### PROMPT 1
Do the following statements agree with the article on exchanging currency for travel below? Answer yes or no for each, quoting the deciding words of the article. (a) The author recommends getting local currency at an airport kiosk before leaving. (b) At press time, one U.S. dollar was worth .82 pounds sterling. (c) Germany is named as a place full of businesses that only accept cash.

### QUOTED TEXT
******************************

You’ve booked your trip and bought yourself a new swimsuit. Now what?
You’ve gotta get that paper, honey! And by paper, I mean money. Not printer paper. Just to clarify.
Most places around the world won’t accept bills and coins from your home country as payment (we hear printer paper is also a no-go), so you’ll need to use their local currency.
I highly recommend waiting until you get to your destination to withdraw money from an ATM (more on that later) instead of going to any currency exchange establishments, such as airport kiosks.
Why? You’ll get much better exchange rates if you take cash out from an ATM than from a currency exchange kiosk. Think about it. Do you do everything you can to avoid the kiosks at the mall? Yes! Then ? why ? would ? you ? go ? to ? them ? with ? money?
What Is An Exchange Rate, Anyway?
According to Investopedia, “An exchange rate is the value of a nation’s currency in terms of the currency of another nation or economic zone.”
Sorry, come again? Basically, an exchange rate is what your money is worth when it’s converted into another country’s money. See, we gotchu.
Here’s a real world example. At press time, one U.S. dollar was worth .82 pounds sterling. This charming tin of pistachio and clotted cream biscuits from Fortnum & Mason is £12.95. So, in U.S dollars, it would cost you approximately $15.75.
But exchange rates change by the minute. If you’re wondering what the approximate current exchange rate will be when you arrive at your next destination, check out XE.com for the latest and greatest.
I know what you’re thinking: Can’t I just use my credit or debit cards instead? It depends. While some countries are more card-friendly (hiiiiiiii, Scandinavian countries), others (looking at you, Germany) are full of businesses that only accept cash.
Ok, so where can you exchange currency?! We spell it out for you below so you can go back to bikini shopping.
Where To Exchange Currency When Traveling
You have a few options that will work! One of them is not the currency exchange counter. We talked about this!
You can either withdraw money from an ATM, wire money to yourself, or make the bad decision of going to a currency exchange counter. A checking account with no fees doesn’t hurt either.

******************************

### Saved data entries

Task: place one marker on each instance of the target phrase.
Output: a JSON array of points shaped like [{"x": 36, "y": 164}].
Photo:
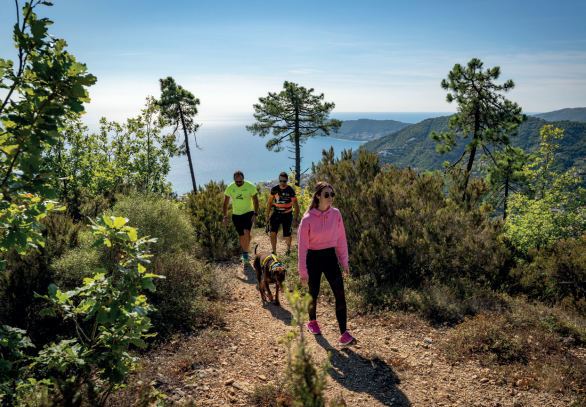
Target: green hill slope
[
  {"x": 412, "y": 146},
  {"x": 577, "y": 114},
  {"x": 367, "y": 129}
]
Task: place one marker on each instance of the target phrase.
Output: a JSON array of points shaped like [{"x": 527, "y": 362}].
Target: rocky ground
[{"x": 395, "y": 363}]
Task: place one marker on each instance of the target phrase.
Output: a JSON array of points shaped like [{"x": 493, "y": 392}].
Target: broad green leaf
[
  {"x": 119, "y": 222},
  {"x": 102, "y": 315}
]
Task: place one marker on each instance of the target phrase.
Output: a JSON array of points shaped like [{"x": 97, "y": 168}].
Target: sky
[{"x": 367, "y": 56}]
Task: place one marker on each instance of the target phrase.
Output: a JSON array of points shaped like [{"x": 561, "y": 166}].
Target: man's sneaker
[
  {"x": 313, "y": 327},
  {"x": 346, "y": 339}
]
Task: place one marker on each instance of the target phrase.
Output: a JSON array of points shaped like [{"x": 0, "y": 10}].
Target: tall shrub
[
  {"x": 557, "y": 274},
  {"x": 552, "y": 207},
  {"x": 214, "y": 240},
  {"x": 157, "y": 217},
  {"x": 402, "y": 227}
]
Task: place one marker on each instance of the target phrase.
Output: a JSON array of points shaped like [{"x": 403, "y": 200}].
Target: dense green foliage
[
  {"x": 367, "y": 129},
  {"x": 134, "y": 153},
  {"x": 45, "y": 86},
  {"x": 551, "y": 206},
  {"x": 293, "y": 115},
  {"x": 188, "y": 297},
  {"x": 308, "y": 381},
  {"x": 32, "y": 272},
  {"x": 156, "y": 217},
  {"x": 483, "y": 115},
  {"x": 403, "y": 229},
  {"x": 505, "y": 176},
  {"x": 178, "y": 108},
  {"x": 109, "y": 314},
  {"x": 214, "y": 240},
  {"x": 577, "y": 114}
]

******************************

### PROMPT 2
Could you quote every line of the saved data entries listing above word for word, leaving the pictures out?

### CORRECT RESPONSE 1
(a) No: "I highly recommend waiting until you get to your destination to withdraw money from an ATM (more on that later) instead of going to any currency exchange establishments, such as airport kiosks."
(b) Yes: "At press time, one U.S. dollar was worth .82 pounds sterling."
(c) Yes: "others (looking at you, Germany) are full of businesses that only accept cash."

### CORRECT RESPONSE 2
Task: place one marker on each instance of the target phrase.
Output: a JSON array of points shaped like [{"x": 36, "y": 164}].
Photo:
Target: green hill slope
[
  {"x": 412, "y": 146},
  {"x": 577, "y": 114},
  {"x": 367, "y": 129}
]
Task: place one marker on each instance of the target phrase.
Output: a JSON array of points shaped like [{"x": 527, "y": 362}].
Target: rocky ground
[{"x": 395, "y": 363}]
Task: place one marker on each instance of the target phrase.
Output: a JSON array of points shaped like [{"x": 493, "y": 392}].
Target: broad green leaf
[
  {"x": 119, "y": 222},
  {"x": 102, "y": 315}
]
Task: place one marker on each instance of the target phrase.
Output: a JSON array of points shaped like [{"x": 97, "y": 168}].
Target: sky
[{"x": 367, "y": 56}]
Task: place one marker on each instance of the target phrase.
Output: a JSON array of points shaped like [{"x": 561, "y": 166}].
Target: man's sneaker
[
  {"x": 313, "y": 327},
  {"x": 346, "y": 339}
]
Task: place one marker on each instance of the target phrase.
Output: a JSON array of points shaped like [{"x": 0, "y": 10}].
Target: tall shrub
[
  {"x": 557, "y": 274},
  {"x": 552, "y": 207},
  {"x": 214, "y": 240},
  {"x": 157, "y": 217},
  {"x": 402, "y": 227}
]
Task: place one marker on each instance of the target phrase.
Output: a JSON array of points shaped like [{"x": 403, "y": 200}].
Target: dense green foliage
[
  {"x": 367, "y": 129},
  {"x": 134, "y": 153},
  {"x": 45, "y": 86},
  {"x": 551, "y": 206},
  {"x": 293, "y": 115},
  {"x": 188, "y": 297},
  {"x": 308, "y": 381},
  {"x": 32, "y": 272},
  {"x": 156, "y": 217},
  {"x": 483, "y": 115},
  {"x": 403, "y": 229},
  {"x": 505, "y": 176},
  {"x": 178, "y": 108},
  {"x": 109, "y": 314},
  {"x": 214, "y": 240},
  {"x": 577, "y": 114}
]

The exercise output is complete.